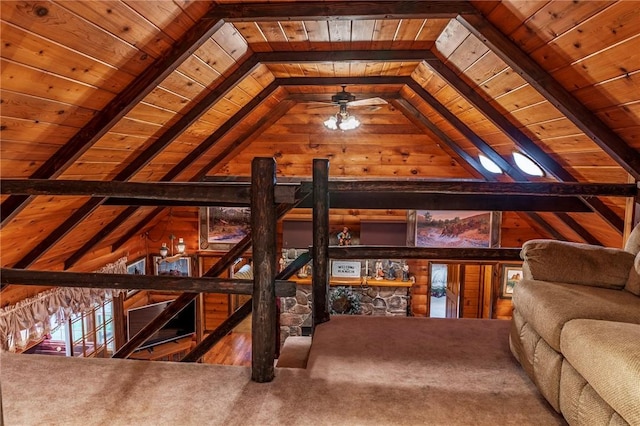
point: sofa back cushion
(633, 242)
(576, 263)
(633, 282)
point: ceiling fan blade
(370, 101)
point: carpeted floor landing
(360, 371)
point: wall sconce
(181, 249)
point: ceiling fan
(342, 120)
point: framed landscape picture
(440, 228)
(138, 267)
(510, 277)
(222, 227)
(178, 267)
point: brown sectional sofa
(576, 328)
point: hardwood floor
(233, 349)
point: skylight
(527, 165)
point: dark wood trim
(341, 10)
(518, 137)
(199, 192)
(264, 319)
(419, 119)
(560, 189)
(117, 108)
(222, 330)
(158, 322)
(320, 281)
(240, 314)
(543, 225)
(487, 202)
(137, 282)
(460, 254)
(470, 160)
(264, 122)
(579, 229)
(627, 157)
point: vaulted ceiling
(184, 91)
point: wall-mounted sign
(344, 269)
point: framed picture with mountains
(447, 228)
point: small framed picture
(138, 267)
(510, 277)
(180, 267)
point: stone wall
(374, 300)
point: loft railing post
(320, 282)
(263, 229)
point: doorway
(438, 290)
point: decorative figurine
(344, 237)
(405, 272)
(379, 271)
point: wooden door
(454, 272)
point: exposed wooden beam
(351, 56)
(117, 108)
(494, 202)
(405, 105)
(182, 301)
(222, 330)
(467, 161)
(542, 224)
(341, 10)
(326, 98)
(198, 192)
(579, 229)
(518, 137)
(240, 314)
(154, 150)
(448, 253)
(561, 189)
(554, 92)
(137, 282)
(201, 149)
(266, 121)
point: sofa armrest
(575, 263)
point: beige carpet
(361, 371)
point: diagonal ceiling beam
(149, 154)
(627, 157)
(413, 113)
(175, 171)
(117, 108)
(341, 10)
(518, 137)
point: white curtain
(33, 314)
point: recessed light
(527, 165)
(489, 164)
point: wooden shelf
(357, 282)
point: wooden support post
(320, 281)
(263, 229)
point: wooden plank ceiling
(184, 91)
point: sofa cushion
(576, 263)
(547, 306)
(607, 355)
(633, 282)
(633, 242)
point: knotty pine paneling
(38, 52)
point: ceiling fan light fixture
(489, 165)
(331, 123)
(349, 124)
(527, 165)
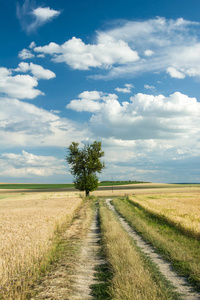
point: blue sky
(126, 73)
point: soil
(180, 283)
(75, 272)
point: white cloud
(81, 56)
(175, 73)
(148, 52)
(127, 88)
(89, 101)
(32, 45)
(31, 17)
(28, 165)
(44, 14)
(20, 86)
(25, 125)
(38, 71)
(149, 87)
(165, 43)
(144, 117)
(26, 54)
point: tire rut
(180, 283)
(84, 276)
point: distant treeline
(119, 182)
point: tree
(84, 164)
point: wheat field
(182, 210)
(27, 226)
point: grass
(58, 186)
(34, 186)
(110, 183)
(132, 276)
(28, 227)
(170, 241)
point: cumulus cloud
(81, 56)
(38, 71)
(31, 17)
(26, 54)
(126, 89)
(161, 42)
(149, 87)
(88, 101)
(32, 45)
(148, 52)
(27, 164)
(143, 117)
(134, 47)
(20, 86)
(175, 73)
(24, 125)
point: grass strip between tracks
(181, 250)
(133, 276)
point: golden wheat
(132, 278)
(27, 226)
(182, 210)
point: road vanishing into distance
(101, 188)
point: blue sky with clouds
(126, 73)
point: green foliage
(84, 164)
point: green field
(58, 186)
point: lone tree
(84, 164)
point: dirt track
(180, 283)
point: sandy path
(180, 283)
(85, 273)
(75, 272)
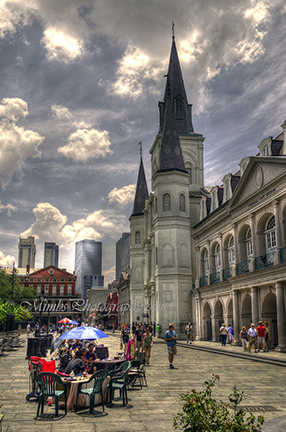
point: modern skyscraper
(122, 253)
(51, 254)
(88, 261)
(27, 252)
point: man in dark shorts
(138, 335)
(171, 339)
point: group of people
(257, 337)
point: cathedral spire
(182, 110)
(171, 157)
(141, 194)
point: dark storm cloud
(92, 65)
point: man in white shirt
(252, 337)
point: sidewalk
(153, 408)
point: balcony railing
(203, 281)
(242, 268)
(282, 255)
(226, 274)
(264, 261)
(215, 278)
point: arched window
(166, 202)
(217, 258)
(248, 242)
(179, 108)
(270, 234)
(137, 237)
(231, 253)
(206, 263)
(182, 202)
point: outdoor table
(107, 364)
(82, 399)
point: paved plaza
(153, 407)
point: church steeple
(141, 190)
(182, 110)
(171, 157)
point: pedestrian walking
(251, 337)
(230, 333)
(147, 344)
(138, 337)
(171, 339)
(223, 334)
(243, 337)
(158, 330)
(189, 332)
(261, 335)
(267, 337)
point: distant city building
(122, 254)
(27, 252)
(51, 254)
(88, 261)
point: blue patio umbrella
(84, 333)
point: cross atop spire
(176, 88)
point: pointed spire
(141, 194)
(171, 157)
(183, 114)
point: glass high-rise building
(51, 254)
(26, 252)
(122, 254)
(88, 263)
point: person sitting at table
(90, 355)
(76, 364)
(77, 345)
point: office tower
(88, 259)
(51, 254)
(27, 252)
(122, 254)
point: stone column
(280, 317)
(254, 306)
(254, 245)
(236, 326)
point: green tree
(20, 293)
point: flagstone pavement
(151, 408)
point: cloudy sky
(79, 85)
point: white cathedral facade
(207, 256)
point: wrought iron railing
(215, 278)
(282, 255)
(203, 281)
(226, 273)
(242, 268)
(264, 261)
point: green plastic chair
(119, 382)
(98, 378)
(47, 382)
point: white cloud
(61, 46)
(8, 207)
(135, 71)
(16, 143)
(122, 196)
(6, 260)
(84, 144)
(51, 225)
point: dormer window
(179, 108)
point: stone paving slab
(153, 407)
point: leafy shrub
(202, 413)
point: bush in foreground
(202, 413)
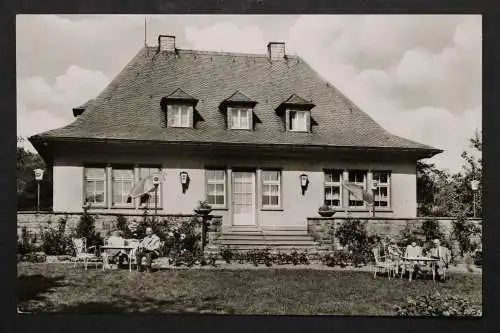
====================
§ **What you will do**: Rewrite all the records above with every "sofa" replaced by "couch" and everything else unchanged. Leave the pictures out of your answer.

§ **Reply**:
point: couch back cushion
(633, 242)
(576, 263)
(633, 282)
point: ceiling fan blade
(370, 101)
point: carpeted floor landing
(360, 371)
point: wall sconce
(181, 249)
point: ceiling fan
(342, 120)
point: framed landscape picture
(440, 228)
(138, 267)
(510, 277)
(222, 227)
(178, 267)
point: brown sectional couch
(576, 328)
point: hardwood floor
(233, 349)
point: skylight
(527, 165)
point: dark wood trim
(341, 10)
(518, 137)
(199, 192)
(264, 319)
(419, 119)
(560, 189)
(117, 108)
(222, 330)
(158, 322)
(320, 281)
(240, 314)
(543, 225)
(487, 202)
(137, 282)
(460, 254)
(470, 160)
(264, 122)
(579, 229)
(627, 157)
point: vaulted ceiling
(184, 91)
point: wall-mounted sign
(344, 269)
point: framed picture with mountains
(447, 228)
point: small framed picture
(138, 267)
(510, 277)
(180, 267)
point: stone wall
(374, 300)
point: loft railing post
(320, 282)
(263, 229)
point: doorway
(438, 290)
point: decorative figurine
(344, 237)
(405, 272)
(379, 271)
point: wooden door
(454, 272)
point: exposed wooden beam
(351, 56)
(117, 108)
(494, 202)
(405, 105)
(182, 301)
(222, 330)
(467, 161)
(542, 224)
(341, 10)
(326, 98)
(198, 192)
(579, 229)
(518, 137)
(240, 314)
(154, 150)
(448, 253)
(561, 189)
(554, 92)
(137, 282)
(201, 149)
(266, 121)
point: couch armrest
(575, 263)
point: beige carpet
(361, 371)
point: diagonal ceiling beam
(149, 154)
(627, 157)
(413, 113)
(175, 171)
(117, 108)
(341, 10)
(518, 137)
point: white curtain
(33, 314)
point: recessed light
(527, 165)
(489, 164)
point: wooden shelf
(357, 282)
point: wooden support post
(320, 281)
(263, 229)
point: wooden plank ceiling
(184, 91)
point: couch cushion
(576, 263)
(547, 306)
(607, 355)
(633, 282)
(633, 242)
point: knotty pine paneling
(38, 52)
point: ceiling fan light fixture
(489, 165)
(331, 123)
(349, 124)
(527, 165)
point: blue sky
(126, 73)
point: soil
(180, 283)
(75, 272)
point: white cloud
(81, 56)
(175, 73)
(148, 52)
(127, 88)
(89, 101)
(32, 45)
(31, 17)
(28, 165)
(44, 14)
(20, 86)
(25, 125)
(38, 71)
(149, 87)
(165, 43)
(144, 117)
(26, 54)
point: tire rut
(180, 283)
(84, 276)
point: distant treeline
(119, 182)
point: tree
(84, 164)
point: wheat field
(182, 210)
(27, 226)
point: grass
(58, 186)
(34, 186)
(110, 183)
(132, 276)
(28, 227)
(170, 241)
point: cumulus cloud
(81, 56)
(38, 71)
(31, 17)
(26, 54)
(126, 89)
(161, 42)
(149, 87)
(88, 101)
(32, 45)
(148, 52)
(27, 164)
(143, 117)
(134, 47)
(20, 86)
(175, 73)
(24, 125)
point: grass strip between tracks
(181, 250)
(133, 276)
point: golden wheat
(132, 278)
(27, 226)
(182, 210)
point: road vanishing into distance
(101, 188)
point: blue sky with clouds
(126, 73)
point: green foliage
(84, 164)
point: green field
(58, 186)
point: lone tree
(84, 164)
point: dirt track
(180, 283)
point: sandy path
(180, 283)
(85, 273)
(75, 272)
point: modern skyscraper
(122, 253)
(51, 254)
(88, 261)
(27, 252)
point: man in dark shorts
(138, 335)
(171, 339)
point: group of people
(257, 337)
point: cathedral spire
(182, 110)
(171, 157)
(141, 194)
point: dark storm cloud
(92, 65)
point: man in white shirt
(252, 337)
point: sidewalk
(153, 408)
point: balcony railing
(203, 281)
(242, 268)
(282, 255)
(226, 274)
(264, 261)
(215, 278)
point: arched window
(166, 202)
(217, 258)
(248, 242)
(179, 108)
(270, 234)
(137, 237)
(231, 253)
(206, 263)
(182, 202)
point: outdoor table
(107, 364)
(82, 399)
point: paved plaza
(153, 407)
point: church steeple
(141, 190)
(182, 110)
(171, 157)
point: pedestrian walking
(251, 337)
(230, 333)
(147, 344)
(138, 337)
(171, 339)
(223, 334)
(243, 337)
(158, 330)
(189, 332)
(261, 335)
(267, 337)
point: distant city building
(122, 254)
(27, 252)
(51, 254)
(88, 261)
point: blue patio umbrella
(84, 333)
point: cross atop spire
(176, 88)
point: pointed spire
(141, 194)
(171, 157)
(183, 114)
point: glass high-rise building
(51, 254)
(26, 252)
(122, 254)
(88, 263)
point: person sitting at table
(90, 355)
(76, 364)
(77, 345)
point: office tower
(88, 259)
(51, 254)
(27, 252)
(122, 254)
point: stone column
(280, 317)
(254, 306)
(254, 245)
(236, 326)
point: green tree
(20, 293)
point: flagstone pavement
(151, 408)
point: cloudy sky
(79, 85)
point: white cathedral facade
(207, 256)
point: wrought iron railing
(215, 278)
(282, 255)
(203, 281)
(226, 273)
(242, 268)
(264, 261)
point: green plastic chair
(119, 382)
(98, 378)
(47, 382)
point: white cloud
(61, 46)
(8, 207)
(135, 71)
(16, 143)
(122, 196)
(6, 260)
(84, 144)
(51, 225)
point: dormer window
(179, 108)
point: stone paving slab
(153, 407)
point: leafy shrub
(202, 413)
point: bush in foreground
(202, 413)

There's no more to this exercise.